● SELECTED PASSAGE

• • • • • • •

Given this potential, Mr Bush is facing increasingly loud demands for funding for the work from both the scientific community and the government's own research body. It has been praised as "pro-life" in the best sense of the word even by more moderate opponents of abortion, since it does not involve the destruction of viable embryos but rather takes advantage of fertilised eggs left over from fertility treatments that would otherwise be discarded.

Mr Bush's reasons for hesitating appear to be a result of his reluctance to alienate his voting base among evangelical Christians, who were among his most ardent supporters in last year's nail-bitingly close presidential election. The White House has also expressed an interest in cultivating the sympathy of Catholic voters, a line that makes less sense since opinion polls show a that majority of rank-and-file American Catholics support the stem cell-research in defiance of the Pope's own stance.

• • • • • • •

Object position labeling entries:

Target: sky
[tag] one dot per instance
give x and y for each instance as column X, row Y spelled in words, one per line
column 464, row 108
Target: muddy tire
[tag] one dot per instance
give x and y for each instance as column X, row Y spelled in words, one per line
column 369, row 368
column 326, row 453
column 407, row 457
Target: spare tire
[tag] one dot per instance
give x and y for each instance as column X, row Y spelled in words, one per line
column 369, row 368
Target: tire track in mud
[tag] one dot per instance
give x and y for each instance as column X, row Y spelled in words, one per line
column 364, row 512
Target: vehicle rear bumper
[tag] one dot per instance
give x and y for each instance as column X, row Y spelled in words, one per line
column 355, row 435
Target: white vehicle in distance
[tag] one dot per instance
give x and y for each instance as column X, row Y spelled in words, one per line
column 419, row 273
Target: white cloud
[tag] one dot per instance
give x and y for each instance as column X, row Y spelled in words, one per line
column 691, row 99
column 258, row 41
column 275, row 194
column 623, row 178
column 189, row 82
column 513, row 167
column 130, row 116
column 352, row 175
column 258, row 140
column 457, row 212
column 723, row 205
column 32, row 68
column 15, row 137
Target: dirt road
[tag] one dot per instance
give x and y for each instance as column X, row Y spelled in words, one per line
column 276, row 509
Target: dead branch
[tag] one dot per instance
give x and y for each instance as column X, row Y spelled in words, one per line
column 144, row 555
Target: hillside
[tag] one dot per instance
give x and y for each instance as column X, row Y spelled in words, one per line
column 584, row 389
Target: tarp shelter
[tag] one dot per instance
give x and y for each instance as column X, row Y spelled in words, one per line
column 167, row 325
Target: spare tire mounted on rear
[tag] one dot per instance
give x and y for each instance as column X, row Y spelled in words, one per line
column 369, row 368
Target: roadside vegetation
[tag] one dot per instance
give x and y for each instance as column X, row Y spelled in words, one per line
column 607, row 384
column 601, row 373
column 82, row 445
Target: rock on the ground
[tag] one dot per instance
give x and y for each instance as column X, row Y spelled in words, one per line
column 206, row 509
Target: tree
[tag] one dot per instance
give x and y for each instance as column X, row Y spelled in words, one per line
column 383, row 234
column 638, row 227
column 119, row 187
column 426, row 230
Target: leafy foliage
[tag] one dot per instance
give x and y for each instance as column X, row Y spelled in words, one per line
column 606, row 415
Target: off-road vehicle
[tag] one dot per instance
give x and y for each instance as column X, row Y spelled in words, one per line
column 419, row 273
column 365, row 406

• • • • • • •

● COMPLETE THE FOLLOWING
1. Answer these questions about the passage on Mr Bush and stem cell research funding:
(a) From which two sources is Mr Bush facing demands for funding?
(b) Which group of voters was among his most ardent supporters in last year's presidential election?
(c) What does the work take advantage of instead of destroying viable embryos?
2. Carry the passage on Mr Bush and stem cell research funding forward from its final sentence.

● THE RESPONSES
1.
(a) The scientific community and the government's own research body.
(b) Evangelical Christians.
(c) Fertilized eggs left over from fertility treatments that would otherwise be discarded.

2.
Mr Bush indicated a certain awe in meeting the Pope, saying he was not poetic enough to be able to describe what it was like to be in his presence. Dressed in a dark suit, the president was welcomed by the Swiss Guards, after his bulletproof limousine had struggled with the tight corners of the medieval lanes leading up to Castelgandolfo.

He looked nervous as he was introduced to the elderly Pontiff. After the private meeting, the President's wife Laura and daughter Barbara, their heads covered with black mantillas out of reverence for the Pope, were called in to admire the stunning lake view.